SHORT PROBLEM.
In the entries below, start at the line containing "occurrence of front" and print each line unchanged, ending after the line containing "top-left (171, 111), bottom-right (242, 135)".

Stored entries from a collection.

╔══

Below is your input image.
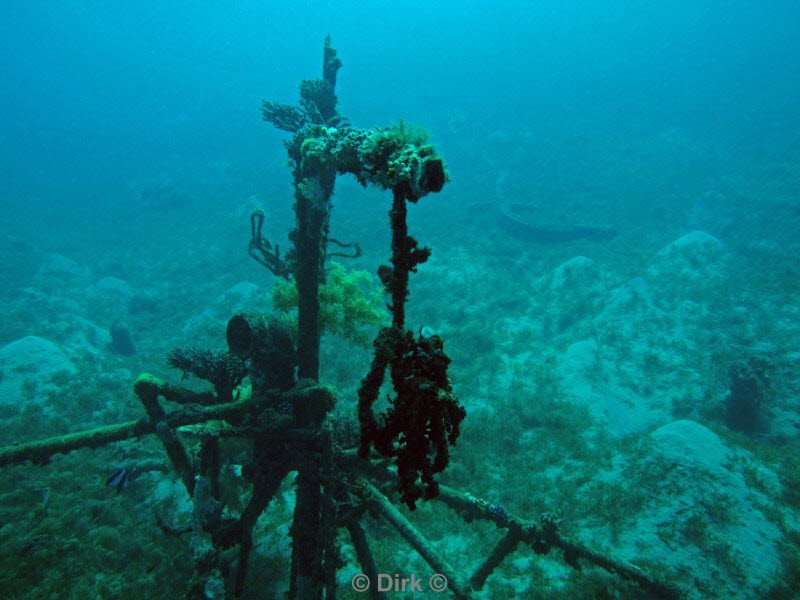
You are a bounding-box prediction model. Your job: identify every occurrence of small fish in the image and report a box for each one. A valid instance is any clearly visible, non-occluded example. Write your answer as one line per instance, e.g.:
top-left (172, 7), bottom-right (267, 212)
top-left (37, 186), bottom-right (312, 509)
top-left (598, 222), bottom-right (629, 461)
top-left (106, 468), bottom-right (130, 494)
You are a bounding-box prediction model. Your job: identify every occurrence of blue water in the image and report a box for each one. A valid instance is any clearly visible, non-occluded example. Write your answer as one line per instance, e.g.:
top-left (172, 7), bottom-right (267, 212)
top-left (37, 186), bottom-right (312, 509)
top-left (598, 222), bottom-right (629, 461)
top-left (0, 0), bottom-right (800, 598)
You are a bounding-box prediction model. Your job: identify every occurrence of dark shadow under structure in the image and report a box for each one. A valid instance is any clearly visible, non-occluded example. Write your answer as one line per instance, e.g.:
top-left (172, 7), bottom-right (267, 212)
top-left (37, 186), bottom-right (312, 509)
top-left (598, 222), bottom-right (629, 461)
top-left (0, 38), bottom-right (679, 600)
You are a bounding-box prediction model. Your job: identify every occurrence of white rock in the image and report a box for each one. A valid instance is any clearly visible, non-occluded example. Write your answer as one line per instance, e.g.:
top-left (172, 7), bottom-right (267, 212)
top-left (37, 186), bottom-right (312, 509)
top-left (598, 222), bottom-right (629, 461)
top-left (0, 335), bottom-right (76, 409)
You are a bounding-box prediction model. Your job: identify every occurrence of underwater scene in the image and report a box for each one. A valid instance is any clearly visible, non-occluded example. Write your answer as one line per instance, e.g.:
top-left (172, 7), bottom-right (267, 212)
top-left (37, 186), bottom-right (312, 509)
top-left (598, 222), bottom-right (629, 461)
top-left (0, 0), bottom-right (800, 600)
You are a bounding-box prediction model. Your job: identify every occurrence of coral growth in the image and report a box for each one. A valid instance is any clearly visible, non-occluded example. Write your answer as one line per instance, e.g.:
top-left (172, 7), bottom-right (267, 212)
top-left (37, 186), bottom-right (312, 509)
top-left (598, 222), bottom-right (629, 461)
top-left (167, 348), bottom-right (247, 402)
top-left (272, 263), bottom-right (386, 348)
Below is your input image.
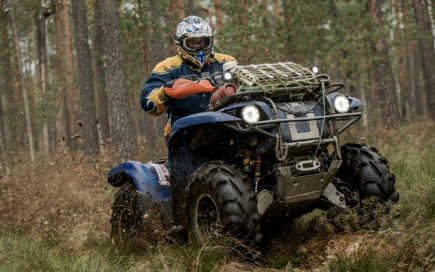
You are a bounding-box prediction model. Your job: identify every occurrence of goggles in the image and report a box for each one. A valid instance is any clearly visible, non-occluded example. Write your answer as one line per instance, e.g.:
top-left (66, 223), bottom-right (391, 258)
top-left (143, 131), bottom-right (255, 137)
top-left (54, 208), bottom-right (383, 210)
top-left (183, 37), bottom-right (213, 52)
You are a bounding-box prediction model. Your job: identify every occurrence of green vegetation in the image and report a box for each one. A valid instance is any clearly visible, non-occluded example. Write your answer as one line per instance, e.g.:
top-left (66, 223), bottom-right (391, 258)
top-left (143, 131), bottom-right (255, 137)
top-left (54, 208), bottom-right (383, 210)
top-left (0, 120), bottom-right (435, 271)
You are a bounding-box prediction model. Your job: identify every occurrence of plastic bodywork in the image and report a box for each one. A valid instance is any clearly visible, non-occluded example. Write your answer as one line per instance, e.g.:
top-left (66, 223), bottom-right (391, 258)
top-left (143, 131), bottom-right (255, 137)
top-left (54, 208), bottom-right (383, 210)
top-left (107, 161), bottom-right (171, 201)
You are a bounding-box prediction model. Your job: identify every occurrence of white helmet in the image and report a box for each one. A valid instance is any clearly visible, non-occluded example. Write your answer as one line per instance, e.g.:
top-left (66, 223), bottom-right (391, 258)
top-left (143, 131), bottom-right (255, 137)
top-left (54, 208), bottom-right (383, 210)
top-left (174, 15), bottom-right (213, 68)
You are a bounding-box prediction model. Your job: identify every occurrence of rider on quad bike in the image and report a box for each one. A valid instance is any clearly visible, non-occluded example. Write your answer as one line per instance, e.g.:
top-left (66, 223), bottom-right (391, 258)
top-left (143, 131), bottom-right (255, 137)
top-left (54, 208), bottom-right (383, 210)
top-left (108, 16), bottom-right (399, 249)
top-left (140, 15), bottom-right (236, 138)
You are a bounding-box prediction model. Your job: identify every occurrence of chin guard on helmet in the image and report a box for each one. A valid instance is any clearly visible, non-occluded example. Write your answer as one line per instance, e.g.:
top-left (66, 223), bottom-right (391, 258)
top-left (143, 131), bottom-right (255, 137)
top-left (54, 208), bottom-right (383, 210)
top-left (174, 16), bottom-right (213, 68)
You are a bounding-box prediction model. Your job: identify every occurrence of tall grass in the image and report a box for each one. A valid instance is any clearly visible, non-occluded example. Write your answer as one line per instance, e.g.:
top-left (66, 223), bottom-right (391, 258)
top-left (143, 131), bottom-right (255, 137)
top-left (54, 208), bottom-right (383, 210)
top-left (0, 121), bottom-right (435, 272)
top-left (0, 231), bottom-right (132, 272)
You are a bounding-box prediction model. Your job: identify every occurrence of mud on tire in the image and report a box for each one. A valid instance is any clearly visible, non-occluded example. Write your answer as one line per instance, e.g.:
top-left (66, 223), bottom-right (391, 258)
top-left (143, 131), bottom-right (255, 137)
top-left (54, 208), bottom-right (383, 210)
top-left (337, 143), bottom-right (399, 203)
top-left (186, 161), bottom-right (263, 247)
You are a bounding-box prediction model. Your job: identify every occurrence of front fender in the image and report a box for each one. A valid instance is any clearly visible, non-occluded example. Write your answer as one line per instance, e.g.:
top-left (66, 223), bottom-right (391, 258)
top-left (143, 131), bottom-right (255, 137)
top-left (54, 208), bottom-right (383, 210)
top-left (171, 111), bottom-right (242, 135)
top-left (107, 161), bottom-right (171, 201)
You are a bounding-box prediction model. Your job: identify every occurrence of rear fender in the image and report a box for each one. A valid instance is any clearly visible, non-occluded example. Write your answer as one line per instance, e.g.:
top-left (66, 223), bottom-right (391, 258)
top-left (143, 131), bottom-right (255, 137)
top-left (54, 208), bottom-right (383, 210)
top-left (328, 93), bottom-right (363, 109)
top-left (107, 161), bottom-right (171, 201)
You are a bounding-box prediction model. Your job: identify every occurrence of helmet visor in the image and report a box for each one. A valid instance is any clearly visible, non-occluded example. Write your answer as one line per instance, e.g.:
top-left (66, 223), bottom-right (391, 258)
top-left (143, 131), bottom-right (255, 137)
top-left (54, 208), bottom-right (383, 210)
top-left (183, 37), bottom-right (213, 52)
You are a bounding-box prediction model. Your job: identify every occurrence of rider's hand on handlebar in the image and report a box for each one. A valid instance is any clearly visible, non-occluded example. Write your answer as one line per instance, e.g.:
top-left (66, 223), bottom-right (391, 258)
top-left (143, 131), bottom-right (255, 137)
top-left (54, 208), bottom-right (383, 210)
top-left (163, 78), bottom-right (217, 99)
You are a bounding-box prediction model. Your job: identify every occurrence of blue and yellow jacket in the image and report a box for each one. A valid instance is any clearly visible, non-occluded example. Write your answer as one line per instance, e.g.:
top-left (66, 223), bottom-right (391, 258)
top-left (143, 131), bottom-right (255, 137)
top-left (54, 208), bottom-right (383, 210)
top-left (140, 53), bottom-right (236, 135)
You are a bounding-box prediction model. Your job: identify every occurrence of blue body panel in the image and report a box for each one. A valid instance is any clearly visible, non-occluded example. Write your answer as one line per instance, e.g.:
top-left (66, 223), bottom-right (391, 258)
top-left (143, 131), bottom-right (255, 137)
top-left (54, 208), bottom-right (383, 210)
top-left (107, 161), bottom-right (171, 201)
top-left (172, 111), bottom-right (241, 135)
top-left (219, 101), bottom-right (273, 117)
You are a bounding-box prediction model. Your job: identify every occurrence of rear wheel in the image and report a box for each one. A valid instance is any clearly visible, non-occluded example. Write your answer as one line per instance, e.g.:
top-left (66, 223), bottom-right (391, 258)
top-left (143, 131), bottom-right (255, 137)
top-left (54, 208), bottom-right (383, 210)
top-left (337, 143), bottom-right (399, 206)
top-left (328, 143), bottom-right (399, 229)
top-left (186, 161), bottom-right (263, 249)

╚══

COMPLETE OUTPUT.
You are a bounding-box prediction model. Your job: identify every occurrence of front fender in the image and report a box for each one. A valid instance is any clearly visible, non-occluded example. Write your answer as one line per instance, e.g.:
top-left (66, 223), bottom-right (391, 258)
top-left (143, 131), bottom-right (255, 137)
top-left (54, 208), bottom-right (383, 210)
top-left (171, 111), bottom-right (242, 135)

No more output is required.